* **Written instruction**: Output, word for word, every line from the line with "of the green" through the final line of the data below.

[Position annotation records]
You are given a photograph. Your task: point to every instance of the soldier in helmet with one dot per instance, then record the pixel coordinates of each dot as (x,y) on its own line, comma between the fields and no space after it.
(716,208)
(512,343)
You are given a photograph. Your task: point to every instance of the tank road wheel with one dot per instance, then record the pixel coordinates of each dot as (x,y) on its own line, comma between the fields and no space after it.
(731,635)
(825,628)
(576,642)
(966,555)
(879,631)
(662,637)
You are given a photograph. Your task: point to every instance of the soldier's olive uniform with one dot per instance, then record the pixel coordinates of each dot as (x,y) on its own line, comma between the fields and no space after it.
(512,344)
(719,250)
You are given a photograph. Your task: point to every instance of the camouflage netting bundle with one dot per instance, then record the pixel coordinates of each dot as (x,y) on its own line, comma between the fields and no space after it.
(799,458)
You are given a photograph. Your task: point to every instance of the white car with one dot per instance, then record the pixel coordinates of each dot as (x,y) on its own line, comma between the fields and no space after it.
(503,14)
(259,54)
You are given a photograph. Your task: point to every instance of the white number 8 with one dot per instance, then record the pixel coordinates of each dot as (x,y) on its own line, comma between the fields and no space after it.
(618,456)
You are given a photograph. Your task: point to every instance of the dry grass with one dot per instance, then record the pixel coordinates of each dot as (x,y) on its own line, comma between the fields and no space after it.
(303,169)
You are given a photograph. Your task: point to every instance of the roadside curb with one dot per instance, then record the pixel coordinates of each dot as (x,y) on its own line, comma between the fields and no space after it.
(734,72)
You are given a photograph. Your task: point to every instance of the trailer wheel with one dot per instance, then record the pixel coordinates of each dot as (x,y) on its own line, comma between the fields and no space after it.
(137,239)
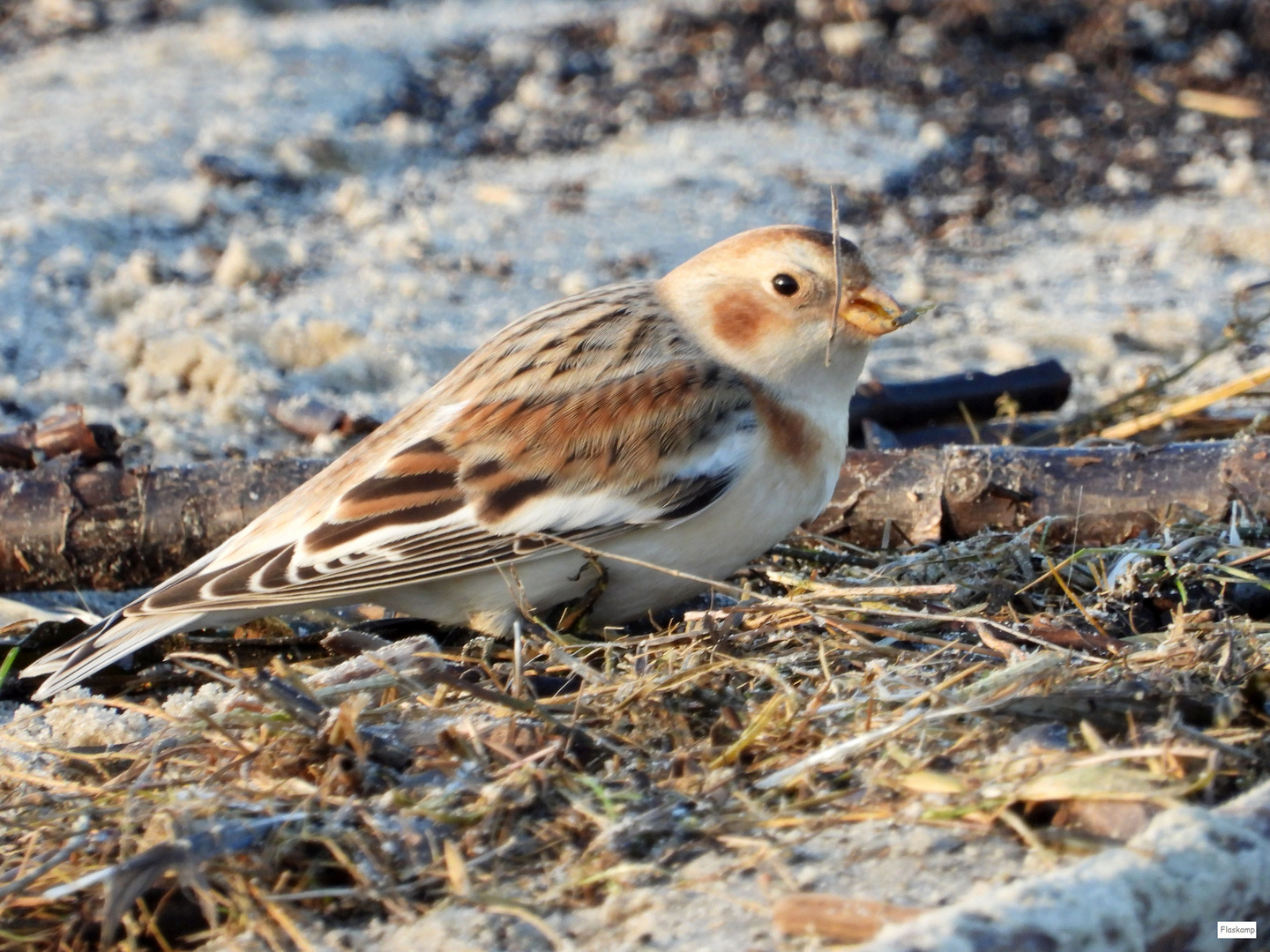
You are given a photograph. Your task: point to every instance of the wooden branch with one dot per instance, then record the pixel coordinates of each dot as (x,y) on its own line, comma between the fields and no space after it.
(1166,889)
(111,528)
(63,525)
(1105,494)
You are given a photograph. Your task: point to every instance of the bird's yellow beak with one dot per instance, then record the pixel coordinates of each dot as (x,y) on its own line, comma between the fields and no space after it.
(874,312)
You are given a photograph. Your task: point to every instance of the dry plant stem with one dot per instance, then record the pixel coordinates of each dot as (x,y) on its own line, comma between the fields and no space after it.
(1186,406)
(1166,889)
(837,274)
(117,528)
(1238,329)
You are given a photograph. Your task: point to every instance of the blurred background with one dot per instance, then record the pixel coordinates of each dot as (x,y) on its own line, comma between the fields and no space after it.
(208,210)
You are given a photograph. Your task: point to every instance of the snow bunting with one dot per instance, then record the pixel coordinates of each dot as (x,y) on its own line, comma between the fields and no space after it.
(690,423)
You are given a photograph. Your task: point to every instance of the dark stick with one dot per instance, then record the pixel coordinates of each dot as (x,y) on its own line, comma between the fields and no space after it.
(902,406)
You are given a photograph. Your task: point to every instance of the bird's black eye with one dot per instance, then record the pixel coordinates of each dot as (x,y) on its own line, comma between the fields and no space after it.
(785,285)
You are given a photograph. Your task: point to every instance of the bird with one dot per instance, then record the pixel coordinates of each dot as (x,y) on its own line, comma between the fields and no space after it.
(680,427)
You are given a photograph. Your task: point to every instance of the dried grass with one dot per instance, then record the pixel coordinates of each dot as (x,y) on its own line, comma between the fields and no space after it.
(841,687)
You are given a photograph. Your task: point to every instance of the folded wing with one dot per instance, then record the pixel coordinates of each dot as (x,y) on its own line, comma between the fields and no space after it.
(585,420)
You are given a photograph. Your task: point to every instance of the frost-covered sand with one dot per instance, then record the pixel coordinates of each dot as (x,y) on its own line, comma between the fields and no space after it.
(366,258)
(176,308)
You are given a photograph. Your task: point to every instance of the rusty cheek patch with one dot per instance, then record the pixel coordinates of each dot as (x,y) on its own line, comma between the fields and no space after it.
(788,430)
(742,319)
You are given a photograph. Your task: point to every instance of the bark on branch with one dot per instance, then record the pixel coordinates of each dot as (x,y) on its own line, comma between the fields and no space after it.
(111,528)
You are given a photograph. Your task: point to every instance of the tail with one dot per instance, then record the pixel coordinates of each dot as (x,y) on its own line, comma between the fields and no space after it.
(109,640)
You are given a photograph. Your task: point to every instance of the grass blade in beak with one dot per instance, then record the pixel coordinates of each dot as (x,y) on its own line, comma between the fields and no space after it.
(912,314)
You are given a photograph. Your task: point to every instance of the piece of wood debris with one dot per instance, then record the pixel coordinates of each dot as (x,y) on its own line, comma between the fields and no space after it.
(1166,889)
(111,528)
(310,418)
(1188,405)
(836,918)
(1220,104)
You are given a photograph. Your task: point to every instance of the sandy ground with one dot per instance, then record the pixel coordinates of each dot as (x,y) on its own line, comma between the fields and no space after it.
(363,259)
(176,305)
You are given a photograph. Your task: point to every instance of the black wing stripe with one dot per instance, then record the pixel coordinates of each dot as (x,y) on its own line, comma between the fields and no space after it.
(333,534)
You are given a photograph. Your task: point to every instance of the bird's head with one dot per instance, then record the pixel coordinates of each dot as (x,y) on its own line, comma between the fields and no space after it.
(762,301)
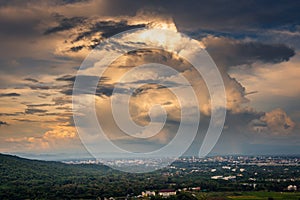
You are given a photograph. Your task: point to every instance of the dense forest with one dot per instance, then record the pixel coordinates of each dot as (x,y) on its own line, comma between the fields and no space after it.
(33,179)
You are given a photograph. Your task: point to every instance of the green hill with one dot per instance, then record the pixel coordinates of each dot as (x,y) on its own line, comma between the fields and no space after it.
(32,179)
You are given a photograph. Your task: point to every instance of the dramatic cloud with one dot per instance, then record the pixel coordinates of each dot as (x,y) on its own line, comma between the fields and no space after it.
(2,123)
(275,122)
(34,111)
(229,52)
(10,95)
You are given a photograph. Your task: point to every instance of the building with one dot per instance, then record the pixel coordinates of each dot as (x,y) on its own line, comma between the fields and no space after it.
(167,192)
(148,193)
(292,188)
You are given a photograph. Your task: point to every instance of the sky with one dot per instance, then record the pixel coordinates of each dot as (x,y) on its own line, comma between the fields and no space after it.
(254,44)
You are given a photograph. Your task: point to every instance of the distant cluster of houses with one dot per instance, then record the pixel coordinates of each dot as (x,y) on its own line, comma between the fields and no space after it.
(166,192)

* **Final result**:
You are given a photograph. Your task: point to every instance of the green hill with one dot per instance, then record the pixel coordinates of each dot as (x,y) on its own line, comma between the fields and no space after it.
(32,179)
You are given a photograph. Your task: point to every instance of the dramatic cloud with one dot per instance, then record the pixel coordinates of each dot as (x,y) on its own line, comma between the fields and no space after it.
(2,123)
(275,122)
(34,111)
(229,52)
(10,95)
You are given a photograph. Your task: point to every instance of the building with one dot per instance, then record the pixel coordinates of each dot as (x,y) on its own line, comma between the fields and no space after it.
(167,192)
(148,193)
(292,188)
You are given a photograph. Your task: point to every instance of the sky with one dot per instance, then record the pixel coordinates of each dot as (x,y) on its own line, comma between the fields and no space after it.
(254,44)
You are given a photograph. Your task: point to every instance of the distant cluster of houses with one dot per instance, then record the pixel coordinates of each dot as (x,y) on its own line, comma between the fields and no space after it.
(166,192)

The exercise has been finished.